PASSAGE:
But prices have not gone down, and there’s a definite possibility they start going back up. Bond yields went higher this week, sniffing it out. The Biden administration is reportedly considering fresh sanctions against Russia. That would target its Oil exports as well as the tanker fleet used to transport Russian Oil. The current White House is looking to squeeze the Kremlin’s war machine before Trump’s return. The new limits on the so-called shadow fleet could be unveiled in the coming weeks, according to our sources. It’s not just the U.S. The European Union is also discussing similar measures on Russia’s shadow fleet before the end of the year. On top of this, Ukraine said it struck a port in southern Russia, triggering a “massive” fire at an Oil facility in the Bryansk region. However, the strike has not affected Oil transit to Europe via Ukraine. That would have sent the price of Oil meaningfully higher. But the risk is certainly there.
It’s hard to remember a time when there was this much uncertainty around the world. There continues to be a massive rebellion against institutions and existing norms. We’re certainly seeing it at home. It’s happening darn near everywhere. Donald Trump’s return to the White House is being embraced as a disruptive force. Alliances, trade relations and the basic role of government is being tested. This isn’t new. It’s been brewing for years. The Arab Spring in 2011 and Brexit in 2016 have still yet to be resolved. Protest activity is picking back up. The world is indeed a complex place.

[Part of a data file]
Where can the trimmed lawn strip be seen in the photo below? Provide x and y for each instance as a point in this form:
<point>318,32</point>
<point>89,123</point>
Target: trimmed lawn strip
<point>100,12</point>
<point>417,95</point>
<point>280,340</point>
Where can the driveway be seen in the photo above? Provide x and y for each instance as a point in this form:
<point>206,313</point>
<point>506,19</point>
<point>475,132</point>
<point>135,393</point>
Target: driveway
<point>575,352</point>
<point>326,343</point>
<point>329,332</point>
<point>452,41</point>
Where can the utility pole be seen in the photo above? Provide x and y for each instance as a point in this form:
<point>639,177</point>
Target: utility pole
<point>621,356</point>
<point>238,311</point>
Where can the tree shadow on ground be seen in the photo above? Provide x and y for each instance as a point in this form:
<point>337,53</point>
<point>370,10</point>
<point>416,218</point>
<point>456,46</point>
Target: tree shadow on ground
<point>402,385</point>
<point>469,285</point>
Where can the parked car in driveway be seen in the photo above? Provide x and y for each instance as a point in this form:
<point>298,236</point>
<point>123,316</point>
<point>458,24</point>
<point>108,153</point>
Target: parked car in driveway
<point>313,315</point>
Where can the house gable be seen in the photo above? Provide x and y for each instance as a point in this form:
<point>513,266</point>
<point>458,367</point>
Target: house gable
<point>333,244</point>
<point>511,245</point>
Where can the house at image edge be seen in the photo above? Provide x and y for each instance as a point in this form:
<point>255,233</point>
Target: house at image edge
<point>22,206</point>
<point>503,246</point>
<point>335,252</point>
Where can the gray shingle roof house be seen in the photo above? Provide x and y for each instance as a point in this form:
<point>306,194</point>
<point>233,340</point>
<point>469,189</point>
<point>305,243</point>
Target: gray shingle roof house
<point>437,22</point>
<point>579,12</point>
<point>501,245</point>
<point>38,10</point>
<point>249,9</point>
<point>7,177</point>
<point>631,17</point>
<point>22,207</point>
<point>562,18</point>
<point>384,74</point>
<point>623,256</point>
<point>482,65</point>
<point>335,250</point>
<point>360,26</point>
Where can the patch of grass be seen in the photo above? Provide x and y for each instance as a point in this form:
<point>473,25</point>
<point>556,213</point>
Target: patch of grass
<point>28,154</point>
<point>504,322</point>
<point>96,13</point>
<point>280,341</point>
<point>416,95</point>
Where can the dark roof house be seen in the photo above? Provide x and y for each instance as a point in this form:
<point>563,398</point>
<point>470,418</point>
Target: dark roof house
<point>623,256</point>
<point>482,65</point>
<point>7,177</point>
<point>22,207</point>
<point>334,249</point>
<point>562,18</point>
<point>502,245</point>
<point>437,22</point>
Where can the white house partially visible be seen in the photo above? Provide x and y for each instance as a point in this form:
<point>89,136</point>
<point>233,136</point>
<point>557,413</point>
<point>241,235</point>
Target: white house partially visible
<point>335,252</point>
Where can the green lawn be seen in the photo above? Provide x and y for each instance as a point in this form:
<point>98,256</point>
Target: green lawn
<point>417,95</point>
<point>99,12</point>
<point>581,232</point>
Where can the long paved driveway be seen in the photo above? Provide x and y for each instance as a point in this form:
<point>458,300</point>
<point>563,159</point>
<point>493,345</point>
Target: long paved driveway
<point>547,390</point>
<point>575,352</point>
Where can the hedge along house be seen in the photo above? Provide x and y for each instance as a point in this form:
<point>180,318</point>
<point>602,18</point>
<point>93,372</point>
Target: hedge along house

WHAT YOU SHOULD DO: Continue the passage about oil prices and world uncertainty, picking up after its final sentence.

ANSWER TO THIS TASK:
The Street estimates that are circulating indicate that Trump tariffs may cut S&P 500 earnings by 2.8%. That would almost certainly increase inflation next year. So far, tariffs have been used as a leverage tool for better trade terms. That seems to be the way the Market views it. But if enacted, they would certainly slow growth. What also seems clear, with all of the turmoil overseas, America is standing supreme on the global stage. Despite all the internal issues at home, our adversaries look much weaker than previously thought. The rest of the world still looks to the United States for leadership. The Market likes that. The Market likes that a lot.
Despite a 7-day sell-off on the Dow, the Stock Market remains near all-time highs. The Tech Titans continue to stand out in the lead. Record money flows have fueled the year-end rally. Demand for American stocks, American bonds and American Dollars is as strong as ever. The massive spending on Artificial Intelligence and the resiliency of America’s Economy has investors tightly embracing the Stock Market. With the rest of the world facing many a crisis, the Dow and S&P still stand above all else.
Have a nice weekend. We’ll be back, dark and early on Monday.